───── RECORDS FOR PROCESSING

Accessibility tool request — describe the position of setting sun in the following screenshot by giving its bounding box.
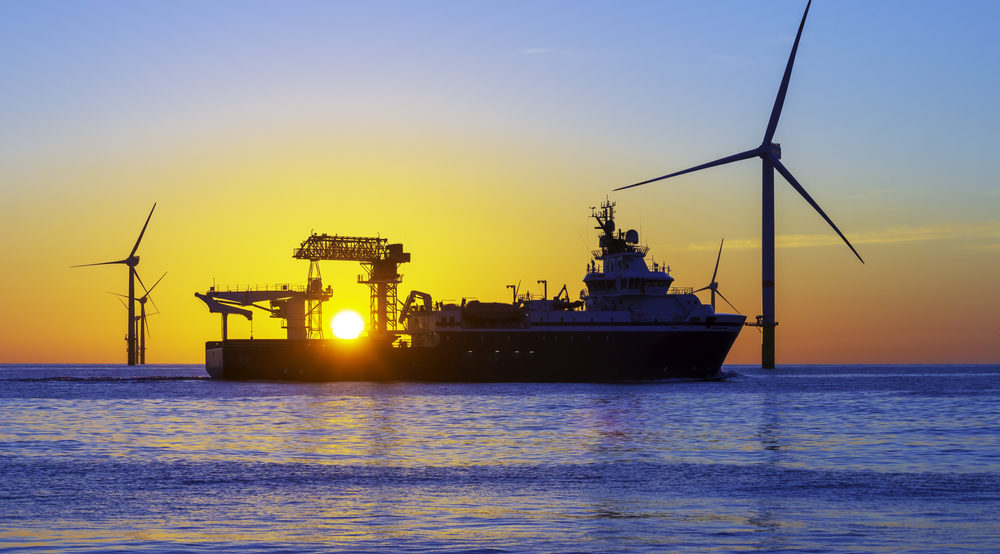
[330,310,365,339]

──────────
───── RECORDS FOR PROCESSING

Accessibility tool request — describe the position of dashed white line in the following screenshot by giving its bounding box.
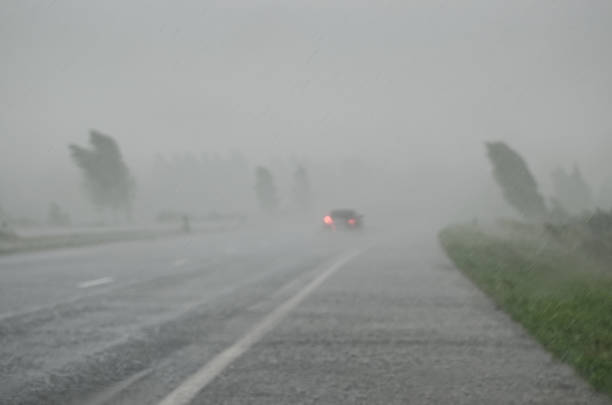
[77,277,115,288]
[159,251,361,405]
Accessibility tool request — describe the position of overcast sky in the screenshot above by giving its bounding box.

──────────
───── RECORDS FOR PROCESSING

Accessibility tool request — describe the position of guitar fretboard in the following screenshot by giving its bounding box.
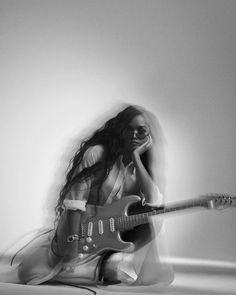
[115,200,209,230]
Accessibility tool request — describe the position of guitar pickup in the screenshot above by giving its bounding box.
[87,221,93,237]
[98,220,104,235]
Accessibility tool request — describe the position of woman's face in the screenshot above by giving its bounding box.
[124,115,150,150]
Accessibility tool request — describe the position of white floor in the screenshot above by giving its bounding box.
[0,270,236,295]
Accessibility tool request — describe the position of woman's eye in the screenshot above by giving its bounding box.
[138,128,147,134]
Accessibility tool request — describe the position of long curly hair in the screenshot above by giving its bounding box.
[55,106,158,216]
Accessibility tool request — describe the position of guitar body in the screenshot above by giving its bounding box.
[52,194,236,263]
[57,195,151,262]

──────────

▶ [WHAT IS REQUIRED]
Render the data from the line with "Accessibility tool request — describe the position of setting" through the line with "[330,310,365,339]" as a Markdown table with a Row column numbering each line and a Text column holding it. Skip blank lines and leave out the pictures.

▶ [CORRECT ANSWER]
| Row | Text |
|---|---|
| 1 | Accessibility tool request — describe the position of setting sun in the following screenshot by giving its bounding box. |
| 2 | [330,310,365,339] |